**Texte fourni**
════
Il n’est pas moins surprenant que l’auteur répète encore en termes formels que, depuis que le monde a été créé, la continuation du mouvement des corps célestes, la « formation des plantes et des animaux, et tous les mouvements des corps huntains et de tous les autres animaux, ne sont pas moins mécaniques que les mouvements d’une horloge ». Il me semble que ceux qui soutiennent ce sentiment devraient expliquer en détail par quelles lois de mécanisme les planètes et les comètes continuent de se mouvoir dans les orbes où elles se meuvent, au travers d’un espace qui ne fait point de résistance ; par quelles lois mécaniques les plantes et les animaux sont formés, et quelle est la cause des mouvements spontanés des animaux et des hommes, dont la variété est presque infinie. Mais je suis fortement persuadé qu’il n’est pas moins impossible d’expliquer toutes ces choses, qu’il le serait de faire voir qu’une maison ou une ville a été bâtie par un simple mécanisme, ou que le monde même a été formé dès le commencement sans aucune cause intelligente et active. L’auteur reconnaît formellement que les choses ne pouvaient pas être produites au commencement par un pur mécanisme. Après cet aveu, je ne saurais comprendre pourquoi il paraît si zélé a bannir Dieu du gouvernement actuel du monde, et à soutenir que sa providence ne consiste que dans un simple concours, comme on l’appelle, par lequel toutes les créatures ne font que ce qu’elles feraient d’elles-mêmes par un simple mécanisme. Enfin, je ne saurais concevoir pourquoi l’auteur s’imagine que Dieu est obligé, par sa nature ou par sa sagesse, de ne rien produire dans l’univers, que ce qu’une machine corporelle peut produire par de simples lois mécaniques, après qu’elle a été une fois mise en mouvement.
════
**Données présentées**

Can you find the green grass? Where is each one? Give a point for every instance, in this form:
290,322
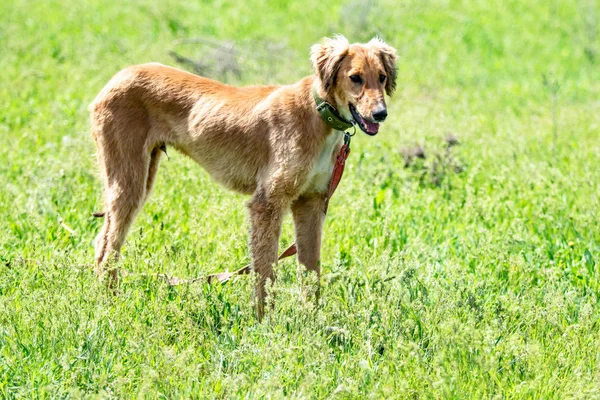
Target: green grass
477,284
════
**Votre consigne**
D'après le texte fourni, que l'auteur reconnaît-il formellement au sujet de la production des choses au commencement ?

**Réponse ci-dessous**
Il reconnaît que les choses ne pouvaient pas être produites au commencement par un pur mécanisme.